(Dataset excerpt)
○ ○ ○
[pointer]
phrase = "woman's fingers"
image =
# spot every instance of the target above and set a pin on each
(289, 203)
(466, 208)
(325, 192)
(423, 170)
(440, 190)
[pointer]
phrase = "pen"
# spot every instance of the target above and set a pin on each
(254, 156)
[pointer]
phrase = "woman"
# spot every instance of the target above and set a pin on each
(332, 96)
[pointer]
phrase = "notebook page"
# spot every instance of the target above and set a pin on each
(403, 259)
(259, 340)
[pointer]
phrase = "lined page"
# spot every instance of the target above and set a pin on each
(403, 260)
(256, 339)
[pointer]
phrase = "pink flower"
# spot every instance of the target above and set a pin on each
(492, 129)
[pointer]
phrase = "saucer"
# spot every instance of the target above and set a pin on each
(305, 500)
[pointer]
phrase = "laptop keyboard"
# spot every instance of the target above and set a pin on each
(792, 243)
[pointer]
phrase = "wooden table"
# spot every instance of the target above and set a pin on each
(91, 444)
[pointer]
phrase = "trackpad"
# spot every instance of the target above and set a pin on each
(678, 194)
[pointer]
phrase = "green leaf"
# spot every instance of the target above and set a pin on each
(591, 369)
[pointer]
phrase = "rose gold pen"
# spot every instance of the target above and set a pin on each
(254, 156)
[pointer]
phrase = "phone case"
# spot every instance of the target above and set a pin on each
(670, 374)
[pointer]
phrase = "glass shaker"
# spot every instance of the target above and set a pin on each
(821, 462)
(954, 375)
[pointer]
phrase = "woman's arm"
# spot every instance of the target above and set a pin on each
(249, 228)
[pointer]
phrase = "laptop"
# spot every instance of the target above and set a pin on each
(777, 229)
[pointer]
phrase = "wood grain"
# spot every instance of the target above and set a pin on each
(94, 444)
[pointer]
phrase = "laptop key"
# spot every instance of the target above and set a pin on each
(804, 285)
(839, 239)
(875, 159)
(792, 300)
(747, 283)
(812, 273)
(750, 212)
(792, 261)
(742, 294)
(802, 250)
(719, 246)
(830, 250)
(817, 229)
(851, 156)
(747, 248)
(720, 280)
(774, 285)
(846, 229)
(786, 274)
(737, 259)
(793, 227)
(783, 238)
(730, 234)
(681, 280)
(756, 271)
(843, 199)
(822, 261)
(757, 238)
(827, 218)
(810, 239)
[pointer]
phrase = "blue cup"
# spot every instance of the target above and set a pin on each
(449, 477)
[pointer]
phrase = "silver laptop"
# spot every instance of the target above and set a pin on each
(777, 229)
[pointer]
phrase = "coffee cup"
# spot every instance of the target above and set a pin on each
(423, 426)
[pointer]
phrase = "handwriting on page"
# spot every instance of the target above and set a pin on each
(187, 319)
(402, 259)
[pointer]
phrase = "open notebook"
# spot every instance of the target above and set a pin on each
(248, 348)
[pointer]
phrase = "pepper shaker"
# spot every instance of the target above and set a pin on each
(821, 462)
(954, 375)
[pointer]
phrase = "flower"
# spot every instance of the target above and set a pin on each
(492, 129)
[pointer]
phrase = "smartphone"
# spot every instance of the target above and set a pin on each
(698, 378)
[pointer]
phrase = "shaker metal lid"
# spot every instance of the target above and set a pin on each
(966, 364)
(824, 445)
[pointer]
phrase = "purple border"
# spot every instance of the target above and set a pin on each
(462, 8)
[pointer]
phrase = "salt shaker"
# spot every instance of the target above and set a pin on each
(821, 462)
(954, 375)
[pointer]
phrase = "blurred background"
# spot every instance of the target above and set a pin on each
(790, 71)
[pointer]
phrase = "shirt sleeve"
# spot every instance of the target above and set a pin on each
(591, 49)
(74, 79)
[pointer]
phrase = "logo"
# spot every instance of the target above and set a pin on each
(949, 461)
○ ○ ○
• Written exercise
The records above should be restated word for word, please.

• Response
[pointer]
phrase = "woman's fingers"
image =
# spot every instance of the target above and set a pin on each
(289, 203)
(466, 208)
(325, 192)
(423, 170)
(440, 190)
[pointer]
phrase = "pen"
# spot every instance of the target above and set a pin on each
(254, 156)
[pointer]
phrase = "woman"
# spot every instance of the target above and set a pin on each
(332, 96)
[pointer]
phrase = "notebook page"
# spot every instance of the target above and set a pin on each
(403, 259)
(259, 340)
[pointer]
phrase = "lined page"
# spot every instance of the target above and set a pin on each
(403, 260)
(256, 339)
[pointer]
phrase = "pink flower"
# spot every instance of the target above and set a pin on each
(492, 129)
[pointer]
phrase = "saucer"
# spot every instance of the target above and set a pin on each
(305, 500)
[pointer]
phrase = "laptop keyboard"
# spot every instance of the target above and set a pin on each
(792, 243)
[pointer]
phrase = "wooden table"
# spot every instance of the target above and set a pin on each
(91, 444)
[pointer]
phrase = "trackpad"
# spot every instance of the target above and set a pin on each
(678, 194)
[pointer]
phrase = "green leaf"
# spot every instance of the target above and set a pin on each
(591, 369)
[pointer]
phrase = "rose gold pen"
# spot every instance of the target above and set a pin on each
(254, 156)
[pointer]
phrase = "phone case"
# spot every instance of the target above and set a pin on each
(670, 374)
[pointer]
phrase = "glass shaker"
# spot every instance of the target above and set a pin on each
(821, 462)
(954, 375)
[pointer]
phrase = "woman's arm"
# spot every instance of the target above and set a pin on each
(249, 228)
[pointer]
phrase = "laptop"
# spot every instance of the target above and set a pin on each
(777, 229)
[pointer]
phrase = "wood grain"
# spot every instance of the target above and set a pin on each
(94, 444)
[pointer]
phrase = "laptop key"
# spot every instance of the target above and set a pin on each
(804, 285)
(839, 239)
(875, 159)
(792, 300)
(747, 283)
(812, 273)
(750, 212)
(792, 261)
(742, 294)
(802, 250)
(719, 246)
(830, 250)
(817, 229)
(851, 156)
(747, 248)
(720, 280)
(774, 285)
(846, 229)
(786, 274)
(737, 259)
(793, 227)
(783, 238)
(730, 234)
(681, 280)
(756, 271)
(843, 199)
(822, 261)
(757, 238)
(827, 218)
(810, 239)
[pointer]
phrase = "blue cup"
# spot every instance of the target above and set a pin on each
(449, 477)
[pointer]
phrase = "silver laptop"
# spot every instance of the target above and set a pin on each
(777, 229)
[pointer]
phrase = "coffee cup"
# spot every instance of the target above and set a pin on each
(423, 426)
[pointer]
phrase = "handwriting on page"
# spot every instance of the target above and set a pin on each
(187, 319)
(402, 259)
[pointer]
phrase = "open notebook"
# spot every instance of the target above and set a pin on each
(248, 348)
[pointer]
phrase = "pepper shaker"
# spot every instance of the target above and set a pin on each
(821, 462)
(954, 375)
[pointer]
phrase = "flower"
# spot every instance of the target above and set a pin on each
(492, 129)
[pointer]
phrase = "smartphone"
# spot every instance of the target above and set a pin on each
(698, 378)
[pointer]
phrase = "shaker metal lid"
# spot every instance of the target above and set a pin on each
(966, 364)
(824, 445)
[pointer]
phrase = "purple border"
# spot every instance of the target above and set a pin on each
(462, 8)
[pointer]
phrase = "salt shaker"
# spot every instance of the target above and set a pin on each
(821, 462)
(954, 375)
[pointer]
phrase = "blurred background"
# spot every instance of the target above and set a pin on each
(790, 71)
[pointer]
phrase = "shirt sleeve"
# spot every instance of the target above and set a pin on each
(591, 49)
(74, 79)
[pointer]
phrase = "logo"
# spot every instance of the target above and set a pin on each
(949, 461)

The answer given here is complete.